▶ Extracted data:
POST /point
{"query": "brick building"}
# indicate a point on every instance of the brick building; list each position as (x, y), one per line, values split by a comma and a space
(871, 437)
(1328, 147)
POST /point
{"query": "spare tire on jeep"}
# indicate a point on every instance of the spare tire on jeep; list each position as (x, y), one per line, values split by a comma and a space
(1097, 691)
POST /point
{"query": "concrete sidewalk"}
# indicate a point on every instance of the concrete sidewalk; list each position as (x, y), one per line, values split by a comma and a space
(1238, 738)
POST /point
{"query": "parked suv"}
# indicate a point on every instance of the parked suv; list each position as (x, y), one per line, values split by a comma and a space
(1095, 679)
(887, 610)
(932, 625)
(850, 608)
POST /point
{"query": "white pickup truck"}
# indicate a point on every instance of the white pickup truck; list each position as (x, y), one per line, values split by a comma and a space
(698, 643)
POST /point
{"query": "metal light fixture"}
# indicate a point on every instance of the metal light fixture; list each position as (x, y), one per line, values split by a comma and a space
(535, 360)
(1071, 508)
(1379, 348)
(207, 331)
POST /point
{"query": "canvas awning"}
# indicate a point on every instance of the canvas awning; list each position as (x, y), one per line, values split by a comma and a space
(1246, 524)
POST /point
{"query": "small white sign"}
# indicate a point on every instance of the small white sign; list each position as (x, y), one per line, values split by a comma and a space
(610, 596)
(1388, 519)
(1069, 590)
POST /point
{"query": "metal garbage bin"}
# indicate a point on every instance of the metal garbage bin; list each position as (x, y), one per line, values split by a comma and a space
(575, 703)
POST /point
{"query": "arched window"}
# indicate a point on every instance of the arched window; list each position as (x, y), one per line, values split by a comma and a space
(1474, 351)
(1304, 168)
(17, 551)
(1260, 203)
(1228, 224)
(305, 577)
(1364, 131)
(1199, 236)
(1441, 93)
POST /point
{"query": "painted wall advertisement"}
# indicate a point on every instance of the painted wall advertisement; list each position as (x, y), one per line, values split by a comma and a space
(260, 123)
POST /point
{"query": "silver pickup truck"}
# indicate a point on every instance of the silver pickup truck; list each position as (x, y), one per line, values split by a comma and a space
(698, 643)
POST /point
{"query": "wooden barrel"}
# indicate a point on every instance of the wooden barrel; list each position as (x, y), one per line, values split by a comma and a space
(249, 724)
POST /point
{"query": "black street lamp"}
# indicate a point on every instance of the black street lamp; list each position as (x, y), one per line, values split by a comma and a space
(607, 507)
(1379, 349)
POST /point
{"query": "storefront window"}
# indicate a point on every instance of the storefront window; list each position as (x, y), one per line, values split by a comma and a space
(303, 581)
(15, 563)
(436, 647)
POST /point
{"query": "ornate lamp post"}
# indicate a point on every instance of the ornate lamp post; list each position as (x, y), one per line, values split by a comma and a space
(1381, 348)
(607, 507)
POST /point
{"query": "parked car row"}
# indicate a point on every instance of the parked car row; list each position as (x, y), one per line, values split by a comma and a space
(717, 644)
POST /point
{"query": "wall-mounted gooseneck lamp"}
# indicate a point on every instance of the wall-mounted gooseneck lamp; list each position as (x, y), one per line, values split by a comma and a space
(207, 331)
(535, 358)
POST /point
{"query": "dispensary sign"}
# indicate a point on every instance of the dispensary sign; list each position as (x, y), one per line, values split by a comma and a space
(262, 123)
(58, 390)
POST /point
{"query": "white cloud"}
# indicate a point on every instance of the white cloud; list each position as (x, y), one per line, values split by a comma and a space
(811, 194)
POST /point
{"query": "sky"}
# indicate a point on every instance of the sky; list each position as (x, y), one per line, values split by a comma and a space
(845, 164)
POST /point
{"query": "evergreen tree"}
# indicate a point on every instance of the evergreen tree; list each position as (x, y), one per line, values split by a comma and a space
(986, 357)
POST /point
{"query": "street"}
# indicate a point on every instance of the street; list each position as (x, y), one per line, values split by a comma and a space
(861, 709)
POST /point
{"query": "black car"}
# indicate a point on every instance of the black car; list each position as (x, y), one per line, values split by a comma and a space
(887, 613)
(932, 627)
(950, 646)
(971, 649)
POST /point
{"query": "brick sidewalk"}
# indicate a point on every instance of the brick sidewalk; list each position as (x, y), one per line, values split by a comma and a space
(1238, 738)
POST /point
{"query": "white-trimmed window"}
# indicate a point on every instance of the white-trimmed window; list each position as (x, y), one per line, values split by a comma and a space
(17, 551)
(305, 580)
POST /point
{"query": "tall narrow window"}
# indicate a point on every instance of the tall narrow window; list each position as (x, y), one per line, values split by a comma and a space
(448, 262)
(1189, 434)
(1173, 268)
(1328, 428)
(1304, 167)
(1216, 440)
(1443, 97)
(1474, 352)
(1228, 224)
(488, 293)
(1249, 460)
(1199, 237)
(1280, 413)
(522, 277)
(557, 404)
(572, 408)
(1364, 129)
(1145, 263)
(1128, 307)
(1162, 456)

▶ Directions for this task: All of the data above needs to be set down again exactly. Include every line.

▶ Answer to this task:
POST /point
{"query": "brick building"}
# indicate a point on every instance of the brick building; list each position as (x, y), one per line, values split by a comma and a space
(871, 437)
(1328, 147)
POST /point
{"query": "spare tire on jeep"}
# indicate a point on every instance of the spare tire on jeep; list each position as (x, y), one per line, values split by a comma and a space
(1097, 691)
POST /point
{"query": "concrete sidewalk"}
# indicate a point on every instance of the concrete sidewalk; list each position as (x, y), one per line, values split by a comma and a space
(1238, 738)
POST /point
{"query": "parked suv"}
# indicate a point on every instance of the parked suv; list each position as (x, y), one per line, values split by a comma and a space
(1095, 679)
(887, 610)
(932, 625)
(850, 608)
POST /point
{"query": "white pickup truck"}
# indicate a point on every instance of the white pickup truck; list each position as (x, y), one per line, values split by a comma and a space
(698, 643)
POST /point
{"query": "metal light fixture"}
# indicate a point on every instance of the metal light fixture; list each position as (x, y), one per line, values split by a comma and a space
(535, 360)
(1071, 508)
(1379, 348)
(207, 331)
POST /point
{"query": "canvas awning"}
# indicate a point on every instance of the canvas awning; list each position as (x, y), one per line, values split by a comma and a space
(1246, 524)
POST /point
{"query": "small white sign"}
# indicate a point on every instance of the small white sign; list each position as (x, y), one per line, values split by a comma and a space
(610, 596)
(1388, 519)
(1069, 590)
POST /point
{"query": "metal garbage bin"}
# indicate a point on every instance of the metal garbage bin; list each position as (x, y), one per line, values split by a comma and a space
(575, 703)
POST /point
{"query": "arched window"}
# indicate a point on every instance of the arched window; list each position as (x, y), one per line, values split by a comma and a space
(1474, 351)
(1304, 168)
(17, 551)
(1260, 203)
(1228, 224)
(305, 577)
(1364, 131)
(1199, 236)
(1441, 93)
POST /point
{"query": "painted wall advertisement"}
# indicate a point on every instance of the painted wall advertisement; list each position as (x, y), one per line, values split by a comma and a space
(260, 123)
POST /point
{"query": "silver pickup truck"}
# indicate a point on every instance of the silver pickup truck; list each position as (x, y), one per line, values split by a comma and a space
(698, 643)
POST /point
{"query": "wooden barrel"}
# indicate a point on every instance of the wooden barrel; list each position as (x, y), one per line, values split by a comma and a space
(249, 724)
POST /point
{"query": "black street lamp"}
# indicate a point on every instance of the black street lamp; list each position as (x, y), one per line, values split by a comma and a space
(607, 507)
(1379, 349)
POST /point
{"query": "storefront window"}
# indicate a point on every instance of the storefront window; list each position as (x, y), one per line, values split by a comma and a space
(303, 581)
(15, 563)
(436, 647)
POST /point
{"query": "ornate lamp post"}
# indicate a point on every instance of the ornate lamp post; list each position as (x, y), one per line, values split by a comma and a space
(1381, 348)
(607, 507)
POST /point
{"query": "parked car row"}
# indicate a point on every instance of the parked car row; list each position as (x, y), one per line, values split by a comma and a space
(717, 644)
POST /point
{"query": "wall-mounted gooseneck lamp"}
# indicate a point on every instance of the wall-mounted gooseneck lamp; list each position as (x, y), one per line, values split by a comma and a space
(207, 331)
(535, 358)
POST /point
{"query": "dispensary sign"}
# indicate a point on every instance of the dispensary sign; list each position as (x, y), one per line, values split by a comma and a space
(262, 123)
(58, 390)
POST /point
{"query": "white cloud"}
# indicate a point on every instance of the white cloud; list each position as (x, y), one per line, values split by a comma and a space
(811, 194)
POST /point
{"query": "sky"}
# indicate a point on every instance of the sky; list each position as (x, y), one per line, values split by a comma and a space
(845, 164)
POST /point
{"query": "evergreen tree"}
# indicate a point on every instance of the evergreen tree; list each position as (x, y), one per line, values split by a comma and a space
(986, 357)
POST /point
{"query": "street"}
# indicate a point on every instance of the street; list each position as (x, y), one per line, values split by a comma and a space
(861, 709)
POST /point
{"query": "black car"}
# indicate a point on every instance of the black car; list each position as (x, y), one per line, values split by a comma and a space
(887, 613)
(932, 627)
(950, 646)
(971, 649)
POST /point
{"query": "brick sidewalk"}
# indicate a point on every instance of the brick sidewalk; list each position as (x, y), one per line, values split by a comma and a space
(1238, 738)
POST /point
{"query": "white-trimmed window"}
# indicate a point on every instance of the white-trimmed window; list each position as (x, y), one per line, values split by a comma and a space
(17, 551)
(305, 580)
POST /point
{"query": "tall narrow window"}
# indicate a point on every instance of the tall narrow window; list each position as (x, y), one per line, values split by a comma and a space
(448, 262)
(1189, 434)
(1173, 268)
(1328, 428)
(1304, 167)
(1216, 440)
(1443, 97)
(1474, 352)
(1228, 224)
(488, 293)
(1249, 460)
(1199, 237)
(1280, 413)
(522, 277)
(557, 404)
(572, 408)
(1364, 129)
(1145, 263)
(1128, 307)
(1162, 456)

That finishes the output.